Luke Albert Combs (; born March 2, 1990) is an American country music singer and songwriter. Born and raised in North Carolina, Combs began performing as a child, most notably performing at Carnegie Hall. After dropping out of college to pursue a career in music, he moved to Nashville, Tennessee, where he released his debut extended play, The Way She Rides, in 2014.

In 2017, Combs released his debut album, This One's for You, which reached number four on the Billboard 200. Combs released his second album, What You See Is What You Get, on November 8, 2019. The album topped the charts in multiple territories, becoming his first to do so. A deluxe version of the album was released on October 23, 2020, including the song "Forever After All".

Combs' music has earned him two Grammy Award nominations, two iHeart Radio music awards, four Academy of Country Music Awards and six Country Music Association Awards, including the 2021 & 2022 Entertainer of the Year award, their highest honor.

TASKS TO CARRY OUT
1. Repeat word for word the part of the Luke Combs passage between "Luke Albert Combs" and "Rides, in 2014.", inclusive.
2. Answer these from the Luke Combs passage:
(a) In what year was The Way She Rides released?
(b) What position did This One's for You reach on the Billboard 200?
(c) How many Country Music Association Awards has Combs won?
3. Render this sentence from the Luke Combs passage in Spanish: "Combs released his second album, What You See Is What You Get, on November 8, 2019."
The records aren't needed for this work.

PROVIDED INFORMATION

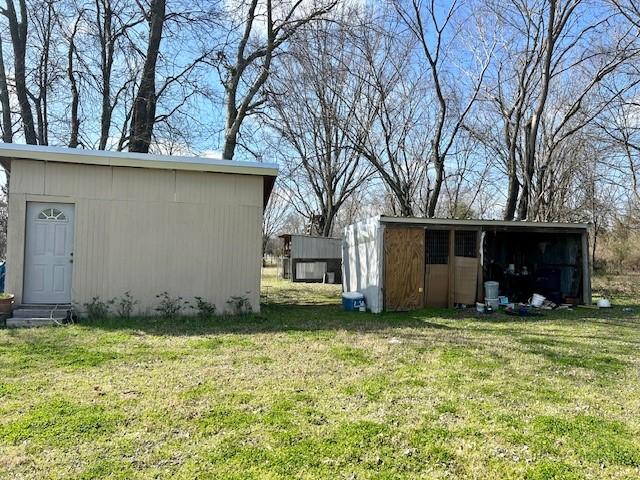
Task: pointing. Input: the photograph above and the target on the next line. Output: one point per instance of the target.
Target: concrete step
(39, 312)
(29, 322)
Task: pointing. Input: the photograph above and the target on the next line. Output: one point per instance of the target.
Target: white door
(48, 253)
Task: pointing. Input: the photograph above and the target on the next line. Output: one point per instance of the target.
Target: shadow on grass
(282, 318)
(286, 318)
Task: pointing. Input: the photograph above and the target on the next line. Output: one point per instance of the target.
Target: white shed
(411, 263)
(86, 224)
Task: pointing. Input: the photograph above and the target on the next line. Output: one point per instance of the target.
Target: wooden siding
(404, 268)
(147, 231)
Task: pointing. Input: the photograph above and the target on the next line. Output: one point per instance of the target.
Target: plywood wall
(147, 231)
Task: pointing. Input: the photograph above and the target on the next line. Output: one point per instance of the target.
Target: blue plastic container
(352, 301)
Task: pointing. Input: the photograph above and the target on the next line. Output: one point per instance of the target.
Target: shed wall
(147, 231)
(362, 261)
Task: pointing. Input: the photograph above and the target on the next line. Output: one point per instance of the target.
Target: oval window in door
(52, 214)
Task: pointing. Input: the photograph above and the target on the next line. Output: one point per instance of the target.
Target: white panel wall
(362, 261)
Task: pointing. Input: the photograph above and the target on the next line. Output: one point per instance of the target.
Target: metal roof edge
(477, 223)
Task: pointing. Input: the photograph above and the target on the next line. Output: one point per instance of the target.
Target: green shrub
(239, 305)
(96, 309)
(124, 305)
(170, 307)
(205, 308)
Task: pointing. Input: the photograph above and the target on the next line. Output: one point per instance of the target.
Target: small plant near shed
(205, 308)
(124, 305)
(239, 305)
(170, 307)
(96, 309)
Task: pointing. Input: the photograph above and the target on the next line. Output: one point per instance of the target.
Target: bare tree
(5, 104)
(274, 217)
(314, 98)
(245, 69)
(74, 120)
(391, 129)
(549, 84)
(432, 28)
(144, 108)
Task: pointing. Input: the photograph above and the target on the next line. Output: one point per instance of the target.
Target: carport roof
(485, 224)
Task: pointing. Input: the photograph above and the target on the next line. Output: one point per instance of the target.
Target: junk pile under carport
(410, 263)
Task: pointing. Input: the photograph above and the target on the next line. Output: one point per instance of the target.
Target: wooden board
(466, 280)
(403, 268)
(436, 285)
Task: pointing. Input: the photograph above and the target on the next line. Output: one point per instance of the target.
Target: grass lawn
(310, 391)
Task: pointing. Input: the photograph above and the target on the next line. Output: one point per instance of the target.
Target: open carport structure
(409, 263)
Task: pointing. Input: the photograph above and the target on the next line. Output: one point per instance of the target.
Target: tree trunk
(435, 193)
(106, 65)
(5, 104)
(75, 95)
(512, 193)
(144, 107)
(18, 30)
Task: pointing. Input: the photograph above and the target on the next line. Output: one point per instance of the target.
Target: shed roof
(500, 224)
(268, 171)
(290, 235)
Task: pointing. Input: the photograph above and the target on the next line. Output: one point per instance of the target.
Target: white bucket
(491, 289)
(537, 300)
(492, 302)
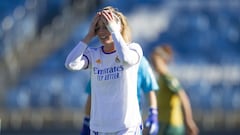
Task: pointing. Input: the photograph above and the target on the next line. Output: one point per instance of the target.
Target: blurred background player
(146, 83)
(114, 65)
(175, 113)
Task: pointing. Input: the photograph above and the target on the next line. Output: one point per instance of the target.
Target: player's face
(103, 34)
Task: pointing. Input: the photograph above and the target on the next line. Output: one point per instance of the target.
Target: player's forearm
(126, 54)
(88, 106)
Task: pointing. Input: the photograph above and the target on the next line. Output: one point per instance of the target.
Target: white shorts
(128, 131)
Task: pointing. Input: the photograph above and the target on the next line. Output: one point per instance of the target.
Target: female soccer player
(148, 85)
(114, 66)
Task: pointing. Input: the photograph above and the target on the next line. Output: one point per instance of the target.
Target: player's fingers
(107, 15)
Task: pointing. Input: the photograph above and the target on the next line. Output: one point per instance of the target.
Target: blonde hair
(125, 29)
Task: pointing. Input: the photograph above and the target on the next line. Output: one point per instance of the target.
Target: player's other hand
(85, 127)
(151, 123)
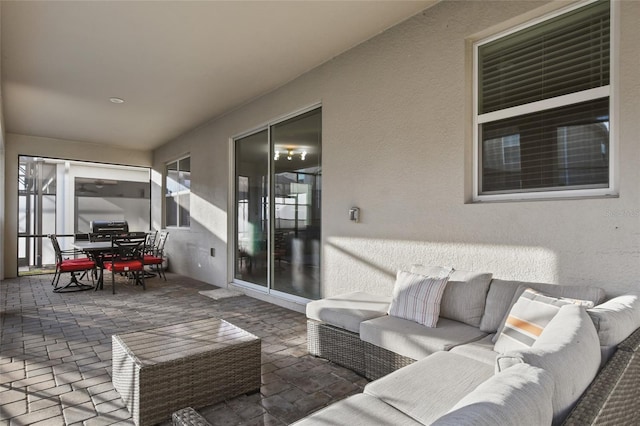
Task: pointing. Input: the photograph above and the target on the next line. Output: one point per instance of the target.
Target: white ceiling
(177, 64)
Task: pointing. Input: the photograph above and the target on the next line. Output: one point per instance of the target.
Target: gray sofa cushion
(569, 350)
(503, 294)
(521, 395)
(358, 410)
(347, 311)
(464, 297)
(427, 389)
(480, 350)
(416, 341)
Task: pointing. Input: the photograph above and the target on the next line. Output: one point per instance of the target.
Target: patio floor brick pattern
(55, 353)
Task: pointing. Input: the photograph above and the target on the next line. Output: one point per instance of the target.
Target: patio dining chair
(127, 258)
(155, 255)
(72, 265)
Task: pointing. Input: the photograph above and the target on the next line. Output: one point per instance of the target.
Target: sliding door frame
(232, 211)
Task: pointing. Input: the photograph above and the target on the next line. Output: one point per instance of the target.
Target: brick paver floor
(55, 353)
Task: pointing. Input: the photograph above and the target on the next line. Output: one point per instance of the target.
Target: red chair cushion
(72, 265)
(152, 260)
(124, 266)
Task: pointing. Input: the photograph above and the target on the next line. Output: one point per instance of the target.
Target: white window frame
(539, 106)
(176, 195)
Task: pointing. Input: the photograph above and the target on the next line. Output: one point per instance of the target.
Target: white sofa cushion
(416, 341)
(427, 389)
(527, 319)
(358, 410)
(417, 297)
(521, 395)
(569, 350)
(464, 296)
(616, 318)
(480, 350)
(347, 311)
(504, 294)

RESULTS
1.
Luke Albert Combs (; born March 2, 1990) is an American country music singer and songwriter. Born and raised in North Carolina, Combs began performing as a child, most notably performing at Carnegie Hall. After dropping out of college to pursue a career in music, he moved to Nashville, Tennessee, where he released his debut extended play, The Way She Rides, in 2014.

2.
(a) 2014
(b) Number four
(c) Six

3. Combs lanzó su segundo álbum, What You See Is What You Get, el 8 de noviembre de 2019.